* **Task to complete**: Reproduce the data below verbatim from the line containing "find the tree branch in the photo above" through its final line, and produce nothing more.

* **Data for this task**:
--------------------------------

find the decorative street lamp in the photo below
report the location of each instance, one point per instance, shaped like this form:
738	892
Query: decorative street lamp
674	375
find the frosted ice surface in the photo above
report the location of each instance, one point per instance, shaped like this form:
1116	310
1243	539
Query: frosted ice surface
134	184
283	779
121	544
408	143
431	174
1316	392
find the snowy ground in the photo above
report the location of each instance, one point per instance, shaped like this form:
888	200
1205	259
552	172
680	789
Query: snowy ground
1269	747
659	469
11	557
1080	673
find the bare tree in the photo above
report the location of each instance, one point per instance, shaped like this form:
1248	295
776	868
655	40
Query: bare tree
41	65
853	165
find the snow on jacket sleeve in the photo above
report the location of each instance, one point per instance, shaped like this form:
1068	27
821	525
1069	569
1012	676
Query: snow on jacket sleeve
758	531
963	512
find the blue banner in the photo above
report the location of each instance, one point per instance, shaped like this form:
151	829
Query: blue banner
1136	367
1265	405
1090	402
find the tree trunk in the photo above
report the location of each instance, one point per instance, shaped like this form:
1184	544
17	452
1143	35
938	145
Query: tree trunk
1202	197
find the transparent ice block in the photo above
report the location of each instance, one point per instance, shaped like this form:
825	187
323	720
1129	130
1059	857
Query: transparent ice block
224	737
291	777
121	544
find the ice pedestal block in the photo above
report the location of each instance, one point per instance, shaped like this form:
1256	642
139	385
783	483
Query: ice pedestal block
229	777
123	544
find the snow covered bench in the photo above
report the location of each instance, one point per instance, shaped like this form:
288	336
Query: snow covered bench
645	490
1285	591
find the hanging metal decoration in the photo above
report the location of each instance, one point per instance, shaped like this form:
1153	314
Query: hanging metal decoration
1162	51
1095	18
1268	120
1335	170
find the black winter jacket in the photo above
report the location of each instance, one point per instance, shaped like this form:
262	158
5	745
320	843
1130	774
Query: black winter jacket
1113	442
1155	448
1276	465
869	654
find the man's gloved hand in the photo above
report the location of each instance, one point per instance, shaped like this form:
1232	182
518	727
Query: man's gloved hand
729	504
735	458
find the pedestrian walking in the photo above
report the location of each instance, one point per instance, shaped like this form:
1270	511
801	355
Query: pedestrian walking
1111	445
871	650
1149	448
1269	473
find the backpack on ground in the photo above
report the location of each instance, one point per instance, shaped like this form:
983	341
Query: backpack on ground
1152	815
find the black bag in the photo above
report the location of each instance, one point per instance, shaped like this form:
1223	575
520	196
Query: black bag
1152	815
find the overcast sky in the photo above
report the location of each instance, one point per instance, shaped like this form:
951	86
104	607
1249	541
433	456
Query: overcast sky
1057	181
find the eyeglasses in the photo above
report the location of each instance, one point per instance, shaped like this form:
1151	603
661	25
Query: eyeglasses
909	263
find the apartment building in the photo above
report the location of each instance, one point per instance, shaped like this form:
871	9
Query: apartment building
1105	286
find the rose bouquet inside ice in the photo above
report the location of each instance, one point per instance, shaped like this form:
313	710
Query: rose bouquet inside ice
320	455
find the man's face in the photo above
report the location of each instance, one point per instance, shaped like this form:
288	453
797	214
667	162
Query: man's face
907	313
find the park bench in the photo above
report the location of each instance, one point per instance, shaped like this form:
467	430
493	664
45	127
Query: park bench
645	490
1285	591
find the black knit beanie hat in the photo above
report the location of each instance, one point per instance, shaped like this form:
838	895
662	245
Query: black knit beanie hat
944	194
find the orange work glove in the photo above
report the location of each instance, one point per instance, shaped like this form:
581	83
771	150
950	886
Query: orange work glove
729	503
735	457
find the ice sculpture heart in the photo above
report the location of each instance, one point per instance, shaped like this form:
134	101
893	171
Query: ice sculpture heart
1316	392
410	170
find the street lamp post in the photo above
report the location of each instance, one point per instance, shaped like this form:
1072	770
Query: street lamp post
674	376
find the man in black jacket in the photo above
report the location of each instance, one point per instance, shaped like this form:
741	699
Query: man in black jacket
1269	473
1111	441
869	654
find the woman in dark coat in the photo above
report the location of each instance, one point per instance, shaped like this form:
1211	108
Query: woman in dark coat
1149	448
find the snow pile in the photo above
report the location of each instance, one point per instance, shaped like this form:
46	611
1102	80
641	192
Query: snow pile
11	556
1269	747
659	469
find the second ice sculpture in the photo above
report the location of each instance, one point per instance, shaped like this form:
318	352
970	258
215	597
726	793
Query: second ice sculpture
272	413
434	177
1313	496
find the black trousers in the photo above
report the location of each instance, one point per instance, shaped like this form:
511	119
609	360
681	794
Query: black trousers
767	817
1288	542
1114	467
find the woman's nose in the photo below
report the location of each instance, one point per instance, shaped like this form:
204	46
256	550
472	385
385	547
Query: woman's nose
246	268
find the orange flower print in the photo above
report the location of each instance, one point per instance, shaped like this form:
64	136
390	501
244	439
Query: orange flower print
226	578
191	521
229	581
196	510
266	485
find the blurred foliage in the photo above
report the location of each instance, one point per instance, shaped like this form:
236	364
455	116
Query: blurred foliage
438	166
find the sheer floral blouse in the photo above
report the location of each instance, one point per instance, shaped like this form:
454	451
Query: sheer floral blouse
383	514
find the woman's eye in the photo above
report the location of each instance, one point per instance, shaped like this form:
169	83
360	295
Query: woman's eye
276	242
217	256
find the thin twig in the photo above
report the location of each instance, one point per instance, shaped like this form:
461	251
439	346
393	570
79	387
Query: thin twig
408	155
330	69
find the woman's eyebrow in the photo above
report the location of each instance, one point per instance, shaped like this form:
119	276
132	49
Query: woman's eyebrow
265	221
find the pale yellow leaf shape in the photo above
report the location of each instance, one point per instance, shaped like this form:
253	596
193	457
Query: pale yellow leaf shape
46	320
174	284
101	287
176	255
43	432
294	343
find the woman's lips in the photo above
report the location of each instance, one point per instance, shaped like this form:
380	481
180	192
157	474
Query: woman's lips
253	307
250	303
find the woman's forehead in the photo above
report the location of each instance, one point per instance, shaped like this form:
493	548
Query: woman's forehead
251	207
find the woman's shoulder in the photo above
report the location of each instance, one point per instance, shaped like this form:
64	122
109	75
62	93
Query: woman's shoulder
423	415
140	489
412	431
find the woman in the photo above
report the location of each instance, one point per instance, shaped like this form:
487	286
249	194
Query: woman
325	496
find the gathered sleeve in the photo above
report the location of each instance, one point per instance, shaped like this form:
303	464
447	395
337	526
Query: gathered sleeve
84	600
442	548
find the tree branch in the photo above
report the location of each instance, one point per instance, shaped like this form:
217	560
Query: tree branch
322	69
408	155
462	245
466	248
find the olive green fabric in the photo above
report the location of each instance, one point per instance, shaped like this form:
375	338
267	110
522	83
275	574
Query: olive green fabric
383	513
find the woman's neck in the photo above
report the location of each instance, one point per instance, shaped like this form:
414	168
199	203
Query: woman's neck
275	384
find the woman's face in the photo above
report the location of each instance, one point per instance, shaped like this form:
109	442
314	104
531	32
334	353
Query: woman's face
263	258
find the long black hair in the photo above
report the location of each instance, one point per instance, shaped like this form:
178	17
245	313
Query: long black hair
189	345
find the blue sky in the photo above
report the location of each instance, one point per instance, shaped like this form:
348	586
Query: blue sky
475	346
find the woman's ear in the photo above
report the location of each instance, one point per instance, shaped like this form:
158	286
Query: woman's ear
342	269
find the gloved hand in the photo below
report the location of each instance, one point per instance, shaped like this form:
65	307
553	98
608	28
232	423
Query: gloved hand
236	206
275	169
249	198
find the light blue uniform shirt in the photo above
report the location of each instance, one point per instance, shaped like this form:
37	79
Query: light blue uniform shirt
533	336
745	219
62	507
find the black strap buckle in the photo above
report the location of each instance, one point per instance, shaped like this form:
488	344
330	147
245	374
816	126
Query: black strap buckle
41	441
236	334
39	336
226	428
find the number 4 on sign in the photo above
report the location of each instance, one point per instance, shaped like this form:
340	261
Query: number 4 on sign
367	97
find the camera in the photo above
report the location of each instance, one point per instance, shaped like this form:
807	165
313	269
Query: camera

--------------------------------

* **Reply to the exercise**:
find the tree branch in the photo above
report the location of each instance, one point per instance, shaped like this form:
217	560
Query: tree branch
322	69
408	155
462	245
466	248
find the olive green fabric in the photo above
report the location of each instance, one point per instance, shaped like this form:
375	338
267	110
522	83
275	574
Query: olive green fabric
383	513
find the woman's neck in the photo above
report the location of each instance, one point per instance, shaped like this form:
414	168
199	203
Query: woman's neck
275	384
find the woman's face in the photo above
report the location of each instance, one point per instance, shaped like this form:
109	442
314	104
531	32
334	353
Query: woman's face
263	258
find the long black hair in the photo above
report the location of each instance, one point per instance, shaped like this form:
178	17
245	313
Query: long black hair
189	345
find the blue sky in the photo above
report the location of each instance, one point per instance, shaped like this form:
348	586
Query: blue sky
475	346
find the woman's ear in the photo above
report the location of each instance, one point per instance, shaped like this form:
158	286
Query: woman's ear
342	269
find the gloved hand in the photo below
report the location of each instance, one point per instance, shaped like this form:
65	307
553	98
608	28
232	423
Query: gloved hand
236	206
275	169
249	198
find the light blue uniform shirt in the photo above
report the location of each instance, one point per instance, shaped like this form:
37	79
Query: light blue uniform shirt
533	336
745	219
62	507
find the black strap buckle in the photo above
report the location of each instance, one point per instance, shaped like this form:
488	344
330	147
245	374
816	126
Query: black strap buckle
41	441
236	334
39	336
226	428
find the number 4 on sign in the photo above
report the location of each instance, one point per instance, shaped like this form:
340	261
Query: number 4 on sign
367	97
find the camera in the photo above
report the location of each instance, one point per instance, shaped like this form:
807	165
313	269
Query: camera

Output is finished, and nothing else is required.